§ **THE TASK**:
Copy these lines exactly as they appear in the data below, starting at the line containing "Every instance of the columnar" and ending with the line containing "<point>249,205</point>".

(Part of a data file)
++++++
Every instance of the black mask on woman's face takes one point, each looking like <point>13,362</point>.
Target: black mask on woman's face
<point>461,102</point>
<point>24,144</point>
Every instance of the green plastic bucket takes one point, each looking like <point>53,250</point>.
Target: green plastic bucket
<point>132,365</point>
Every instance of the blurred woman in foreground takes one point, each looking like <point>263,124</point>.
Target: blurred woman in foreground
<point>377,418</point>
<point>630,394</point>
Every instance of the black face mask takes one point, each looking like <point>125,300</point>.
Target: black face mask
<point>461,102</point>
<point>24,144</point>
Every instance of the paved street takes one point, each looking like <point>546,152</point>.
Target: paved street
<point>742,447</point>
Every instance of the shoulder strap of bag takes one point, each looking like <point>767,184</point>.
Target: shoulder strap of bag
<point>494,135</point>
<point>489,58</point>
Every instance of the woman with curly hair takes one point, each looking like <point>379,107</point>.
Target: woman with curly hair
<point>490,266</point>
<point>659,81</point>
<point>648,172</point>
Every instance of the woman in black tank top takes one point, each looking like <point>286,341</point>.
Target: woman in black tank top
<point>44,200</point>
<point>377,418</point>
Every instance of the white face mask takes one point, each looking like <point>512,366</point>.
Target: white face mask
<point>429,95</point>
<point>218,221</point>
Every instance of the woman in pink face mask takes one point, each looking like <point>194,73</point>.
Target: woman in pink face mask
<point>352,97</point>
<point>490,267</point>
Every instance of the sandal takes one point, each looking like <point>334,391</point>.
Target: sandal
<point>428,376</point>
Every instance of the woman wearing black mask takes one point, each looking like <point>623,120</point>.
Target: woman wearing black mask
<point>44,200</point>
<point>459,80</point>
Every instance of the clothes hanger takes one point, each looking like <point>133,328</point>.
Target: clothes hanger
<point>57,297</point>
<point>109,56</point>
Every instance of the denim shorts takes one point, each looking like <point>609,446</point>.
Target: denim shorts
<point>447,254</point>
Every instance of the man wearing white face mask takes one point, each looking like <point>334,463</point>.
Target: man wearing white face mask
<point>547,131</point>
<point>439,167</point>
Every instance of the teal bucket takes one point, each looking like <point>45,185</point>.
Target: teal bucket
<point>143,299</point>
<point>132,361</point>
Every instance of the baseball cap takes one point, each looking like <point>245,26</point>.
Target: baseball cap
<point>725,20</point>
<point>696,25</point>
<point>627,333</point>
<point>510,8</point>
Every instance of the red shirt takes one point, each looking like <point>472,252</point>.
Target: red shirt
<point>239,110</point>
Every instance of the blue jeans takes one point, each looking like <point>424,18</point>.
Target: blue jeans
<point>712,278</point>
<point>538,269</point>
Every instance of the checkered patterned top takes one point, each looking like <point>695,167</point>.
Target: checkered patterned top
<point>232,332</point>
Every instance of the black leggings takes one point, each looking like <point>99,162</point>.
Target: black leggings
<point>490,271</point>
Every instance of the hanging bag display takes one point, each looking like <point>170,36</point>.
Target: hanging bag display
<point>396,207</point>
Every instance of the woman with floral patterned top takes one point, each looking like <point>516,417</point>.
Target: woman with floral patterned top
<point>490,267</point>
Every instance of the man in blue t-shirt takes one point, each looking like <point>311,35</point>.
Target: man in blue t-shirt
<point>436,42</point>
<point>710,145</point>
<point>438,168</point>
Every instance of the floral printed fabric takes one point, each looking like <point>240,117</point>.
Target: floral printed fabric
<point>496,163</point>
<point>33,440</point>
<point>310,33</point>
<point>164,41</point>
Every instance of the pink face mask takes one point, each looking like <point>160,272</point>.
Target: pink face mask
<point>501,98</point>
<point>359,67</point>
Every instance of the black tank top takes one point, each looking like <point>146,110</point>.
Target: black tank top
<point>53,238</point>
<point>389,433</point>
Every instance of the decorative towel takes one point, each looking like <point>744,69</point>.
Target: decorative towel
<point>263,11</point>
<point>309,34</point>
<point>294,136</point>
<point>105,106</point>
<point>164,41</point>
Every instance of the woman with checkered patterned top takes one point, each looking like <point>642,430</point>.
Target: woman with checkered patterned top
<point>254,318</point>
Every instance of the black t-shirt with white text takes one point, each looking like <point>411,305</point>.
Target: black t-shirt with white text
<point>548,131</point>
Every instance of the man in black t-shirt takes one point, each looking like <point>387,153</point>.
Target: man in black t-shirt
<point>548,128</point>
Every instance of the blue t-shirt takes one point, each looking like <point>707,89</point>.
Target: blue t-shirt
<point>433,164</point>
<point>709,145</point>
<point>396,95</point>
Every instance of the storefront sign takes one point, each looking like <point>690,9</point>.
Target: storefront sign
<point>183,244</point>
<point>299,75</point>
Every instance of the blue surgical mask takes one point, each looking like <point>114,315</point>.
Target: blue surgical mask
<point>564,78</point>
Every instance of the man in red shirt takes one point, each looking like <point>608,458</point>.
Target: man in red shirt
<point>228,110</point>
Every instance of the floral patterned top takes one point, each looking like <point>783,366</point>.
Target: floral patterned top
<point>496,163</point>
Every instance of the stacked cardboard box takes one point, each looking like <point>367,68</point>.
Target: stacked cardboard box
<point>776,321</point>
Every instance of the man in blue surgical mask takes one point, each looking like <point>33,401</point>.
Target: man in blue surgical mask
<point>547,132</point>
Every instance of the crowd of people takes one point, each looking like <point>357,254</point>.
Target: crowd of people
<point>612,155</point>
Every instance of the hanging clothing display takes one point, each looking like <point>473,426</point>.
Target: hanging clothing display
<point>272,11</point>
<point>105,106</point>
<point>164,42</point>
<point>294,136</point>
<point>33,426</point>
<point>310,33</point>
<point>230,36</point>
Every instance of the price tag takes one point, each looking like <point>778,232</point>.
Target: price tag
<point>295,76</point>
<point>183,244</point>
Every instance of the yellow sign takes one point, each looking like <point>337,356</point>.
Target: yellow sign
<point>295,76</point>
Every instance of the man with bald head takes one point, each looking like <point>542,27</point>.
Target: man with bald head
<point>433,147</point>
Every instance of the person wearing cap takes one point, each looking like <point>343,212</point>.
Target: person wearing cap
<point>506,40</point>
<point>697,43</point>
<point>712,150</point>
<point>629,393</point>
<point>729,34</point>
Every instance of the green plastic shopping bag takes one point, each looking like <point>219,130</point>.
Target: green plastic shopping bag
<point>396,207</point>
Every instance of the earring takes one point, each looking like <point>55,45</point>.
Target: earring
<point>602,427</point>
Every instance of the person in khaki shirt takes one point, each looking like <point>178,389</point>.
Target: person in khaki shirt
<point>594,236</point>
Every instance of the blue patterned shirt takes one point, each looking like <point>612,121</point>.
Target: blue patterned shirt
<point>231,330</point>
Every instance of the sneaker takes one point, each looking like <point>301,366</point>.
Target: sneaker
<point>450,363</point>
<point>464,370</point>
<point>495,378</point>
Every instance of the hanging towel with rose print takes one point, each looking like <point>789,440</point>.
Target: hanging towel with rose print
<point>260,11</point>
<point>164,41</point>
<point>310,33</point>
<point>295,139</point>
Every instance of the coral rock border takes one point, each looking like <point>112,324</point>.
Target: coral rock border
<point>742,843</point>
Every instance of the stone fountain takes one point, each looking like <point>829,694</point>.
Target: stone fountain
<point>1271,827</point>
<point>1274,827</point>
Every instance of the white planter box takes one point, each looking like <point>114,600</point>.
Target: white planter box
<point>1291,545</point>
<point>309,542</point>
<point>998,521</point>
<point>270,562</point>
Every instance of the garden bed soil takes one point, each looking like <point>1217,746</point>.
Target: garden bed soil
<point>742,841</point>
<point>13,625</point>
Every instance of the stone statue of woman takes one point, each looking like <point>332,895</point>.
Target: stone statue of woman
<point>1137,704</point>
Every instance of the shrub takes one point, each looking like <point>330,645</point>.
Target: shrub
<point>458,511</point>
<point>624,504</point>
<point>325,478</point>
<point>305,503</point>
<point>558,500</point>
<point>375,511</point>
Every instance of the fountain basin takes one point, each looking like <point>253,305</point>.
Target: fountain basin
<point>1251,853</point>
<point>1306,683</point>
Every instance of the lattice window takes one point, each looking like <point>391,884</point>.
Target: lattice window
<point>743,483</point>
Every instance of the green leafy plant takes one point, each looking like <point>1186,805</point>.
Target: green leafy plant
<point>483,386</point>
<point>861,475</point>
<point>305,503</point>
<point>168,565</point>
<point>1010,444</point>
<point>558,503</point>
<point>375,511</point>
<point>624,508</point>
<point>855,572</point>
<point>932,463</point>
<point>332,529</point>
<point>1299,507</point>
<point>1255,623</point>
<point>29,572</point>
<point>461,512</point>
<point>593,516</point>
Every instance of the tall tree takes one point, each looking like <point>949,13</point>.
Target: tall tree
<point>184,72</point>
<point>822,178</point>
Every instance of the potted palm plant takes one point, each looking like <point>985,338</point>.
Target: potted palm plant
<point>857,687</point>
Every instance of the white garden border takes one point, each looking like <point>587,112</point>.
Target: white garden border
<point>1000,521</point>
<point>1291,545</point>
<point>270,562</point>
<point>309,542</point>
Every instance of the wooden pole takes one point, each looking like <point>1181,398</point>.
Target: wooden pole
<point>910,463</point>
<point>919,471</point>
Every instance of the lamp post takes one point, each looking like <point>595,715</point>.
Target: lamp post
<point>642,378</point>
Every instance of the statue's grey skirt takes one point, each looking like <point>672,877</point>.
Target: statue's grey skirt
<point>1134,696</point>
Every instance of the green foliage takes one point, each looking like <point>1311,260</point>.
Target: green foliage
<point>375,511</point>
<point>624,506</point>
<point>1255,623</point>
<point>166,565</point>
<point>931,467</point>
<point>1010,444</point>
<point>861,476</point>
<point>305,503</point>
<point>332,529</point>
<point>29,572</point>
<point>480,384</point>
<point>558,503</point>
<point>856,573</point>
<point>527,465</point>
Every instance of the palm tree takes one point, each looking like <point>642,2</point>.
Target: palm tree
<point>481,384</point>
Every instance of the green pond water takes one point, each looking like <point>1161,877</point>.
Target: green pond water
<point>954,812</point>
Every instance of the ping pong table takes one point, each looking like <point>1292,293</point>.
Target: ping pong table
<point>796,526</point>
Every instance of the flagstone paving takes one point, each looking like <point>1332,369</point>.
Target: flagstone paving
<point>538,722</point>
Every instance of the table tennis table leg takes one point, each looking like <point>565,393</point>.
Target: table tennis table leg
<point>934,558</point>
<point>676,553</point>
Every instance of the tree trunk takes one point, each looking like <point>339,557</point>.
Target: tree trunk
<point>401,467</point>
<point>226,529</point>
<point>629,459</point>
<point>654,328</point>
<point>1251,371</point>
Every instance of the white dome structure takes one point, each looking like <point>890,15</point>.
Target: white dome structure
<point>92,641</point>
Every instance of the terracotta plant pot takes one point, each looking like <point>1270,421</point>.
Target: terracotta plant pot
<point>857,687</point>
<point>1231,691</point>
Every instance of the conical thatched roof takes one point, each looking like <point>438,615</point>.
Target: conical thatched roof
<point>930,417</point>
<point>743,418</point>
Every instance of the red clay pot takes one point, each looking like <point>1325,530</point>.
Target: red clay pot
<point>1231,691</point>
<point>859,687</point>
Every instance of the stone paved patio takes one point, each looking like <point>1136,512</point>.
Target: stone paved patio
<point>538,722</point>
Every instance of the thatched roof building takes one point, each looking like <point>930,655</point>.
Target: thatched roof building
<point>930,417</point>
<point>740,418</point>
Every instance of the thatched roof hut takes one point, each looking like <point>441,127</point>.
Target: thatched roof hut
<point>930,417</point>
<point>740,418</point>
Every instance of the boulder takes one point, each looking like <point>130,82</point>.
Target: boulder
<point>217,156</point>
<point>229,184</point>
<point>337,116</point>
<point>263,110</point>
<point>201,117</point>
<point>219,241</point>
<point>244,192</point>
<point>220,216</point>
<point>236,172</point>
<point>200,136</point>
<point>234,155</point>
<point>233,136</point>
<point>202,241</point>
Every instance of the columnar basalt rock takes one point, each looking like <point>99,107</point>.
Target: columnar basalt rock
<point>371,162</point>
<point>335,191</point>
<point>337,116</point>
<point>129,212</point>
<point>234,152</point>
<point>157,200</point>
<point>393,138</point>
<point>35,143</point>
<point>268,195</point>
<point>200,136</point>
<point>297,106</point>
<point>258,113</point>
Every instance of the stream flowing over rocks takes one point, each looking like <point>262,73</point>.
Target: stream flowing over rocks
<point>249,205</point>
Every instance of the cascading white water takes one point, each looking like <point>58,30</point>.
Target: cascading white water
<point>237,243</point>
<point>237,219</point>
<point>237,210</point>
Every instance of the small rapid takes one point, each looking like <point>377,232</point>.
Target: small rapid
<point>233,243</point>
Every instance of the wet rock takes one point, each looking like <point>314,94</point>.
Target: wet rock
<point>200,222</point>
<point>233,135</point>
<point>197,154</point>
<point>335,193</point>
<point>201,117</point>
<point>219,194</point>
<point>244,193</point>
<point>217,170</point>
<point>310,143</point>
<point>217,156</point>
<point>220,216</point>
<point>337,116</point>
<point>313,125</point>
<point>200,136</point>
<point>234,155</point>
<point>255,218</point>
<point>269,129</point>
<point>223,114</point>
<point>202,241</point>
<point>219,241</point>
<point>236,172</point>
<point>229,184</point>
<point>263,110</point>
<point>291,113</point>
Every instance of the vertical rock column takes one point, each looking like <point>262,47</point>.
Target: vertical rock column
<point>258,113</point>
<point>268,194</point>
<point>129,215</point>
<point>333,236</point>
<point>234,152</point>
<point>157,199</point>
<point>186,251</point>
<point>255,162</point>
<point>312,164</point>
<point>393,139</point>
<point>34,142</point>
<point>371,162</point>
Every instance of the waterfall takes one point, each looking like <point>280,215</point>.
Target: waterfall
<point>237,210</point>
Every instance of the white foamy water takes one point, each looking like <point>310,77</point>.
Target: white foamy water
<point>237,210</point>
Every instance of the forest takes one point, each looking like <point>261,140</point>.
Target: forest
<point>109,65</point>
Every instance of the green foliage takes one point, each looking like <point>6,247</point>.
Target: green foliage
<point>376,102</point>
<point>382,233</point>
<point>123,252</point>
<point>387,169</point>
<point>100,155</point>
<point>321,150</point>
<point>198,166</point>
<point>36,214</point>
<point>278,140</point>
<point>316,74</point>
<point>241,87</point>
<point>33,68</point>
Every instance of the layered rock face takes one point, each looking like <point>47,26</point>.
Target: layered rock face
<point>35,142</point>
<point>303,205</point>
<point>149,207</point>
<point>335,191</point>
++++++
§ **EXERCISE RESPONSE**:
Every instance of the columnar basalt rock takes one point, each looking like <point>99,107</point>.
Target: columnar basalt rock
<point>371,162</point>
<point>335,191</point>
<point>337,116</point>
<point>129,212</point>
<point>234,152</point>
<point>157,200</point>
<point>393,138</point>
<point>35,143</point>
<point>268,195</point>
<point>200,136</point>
<point>297,106</point>
<point>258,113</point>
Every instance of the stream flowing over rocks takes one point, each looking like <point>262,73</point>.
Target: stream flowing over rocks
<point>249,205</point>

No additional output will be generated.